───── INPUT DATA

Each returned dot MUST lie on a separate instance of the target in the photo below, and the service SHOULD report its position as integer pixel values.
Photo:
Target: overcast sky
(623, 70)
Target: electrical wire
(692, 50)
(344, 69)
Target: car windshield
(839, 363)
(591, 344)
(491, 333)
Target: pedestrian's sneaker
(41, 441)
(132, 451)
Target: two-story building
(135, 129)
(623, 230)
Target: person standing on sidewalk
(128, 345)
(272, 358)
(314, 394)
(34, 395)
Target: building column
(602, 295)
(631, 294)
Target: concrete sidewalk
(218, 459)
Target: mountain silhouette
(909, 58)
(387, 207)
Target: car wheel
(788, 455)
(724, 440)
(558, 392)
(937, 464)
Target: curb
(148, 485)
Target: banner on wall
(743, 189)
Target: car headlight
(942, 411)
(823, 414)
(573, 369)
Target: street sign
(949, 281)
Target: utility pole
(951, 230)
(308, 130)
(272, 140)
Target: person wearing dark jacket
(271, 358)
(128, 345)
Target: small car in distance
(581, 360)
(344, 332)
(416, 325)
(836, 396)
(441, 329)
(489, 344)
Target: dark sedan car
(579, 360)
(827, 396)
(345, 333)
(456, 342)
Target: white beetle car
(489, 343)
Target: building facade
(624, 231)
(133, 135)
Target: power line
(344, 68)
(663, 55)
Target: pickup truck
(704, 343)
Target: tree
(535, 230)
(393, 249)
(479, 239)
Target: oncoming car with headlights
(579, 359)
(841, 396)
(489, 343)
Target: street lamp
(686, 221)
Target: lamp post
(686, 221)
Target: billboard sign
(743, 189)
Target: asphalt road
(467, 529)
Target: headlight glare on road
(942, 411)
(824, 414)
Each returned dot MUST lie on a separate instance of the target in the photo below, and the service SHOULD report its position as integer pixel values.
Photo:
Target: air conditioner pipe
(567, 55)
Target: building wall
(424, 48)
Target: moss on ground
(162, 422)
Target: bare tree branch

──────────

• [WORK INSTRUCTIONS]
Would you transcribe, unchanged, every line of the material from the one containing "Target: curb" to the very end, including both, and nothing else?

• [OUTPUT OF THE EXERCISE]
Target: curb
(148, 485)
Target: banner on wall
(743, 189)
Target: car headlight
(942, 411)
(823, 414)
(573, 369)
Target: street sign
(949, 281)
Target: utility pole
(951, 230)
(308, 130)
(272, 140)
Target: person wearing dark jacket
(271, 358)
(128, 345)
Target: small car in distance
(581, 360)
(344, 332)
(416, 325)
(836, 396)
(441, 329)
(489, 344)
Target: dark sedan car
(579, 360)
(827, 396)
(345, 333)
(456, 342)
Target: white beetle car
(489, 343)
Target: building facade
(624, 231)
(133, 135)
Target: power line
(344, 68)
(663, 55)
Target: pickup truck
(704, 343)
Target: tree
(535, 230)
(393, 249)
(479, 239)
Target: oncoming car with headlights
(579, 359)
(841, 396)
(489, 343)
Target: street lamp
(686, 221)
Target: lamp post
(686, 221)
Target: billboard sign
(743, 189)
Target: asphalt road
(467, 529)
Target: headlight glare on road
(942, 411)
(824, 414)
Each returned dot MUST lie on a separate instance of the target in the photo below, and the service SHOULD report its position as integer pixel values.
Photo:
Target: air conditioner pipe
(567, 55)
Target: building wall
(424, 48)
Target: moss on ground
(162, 422)
Target: bare tree branch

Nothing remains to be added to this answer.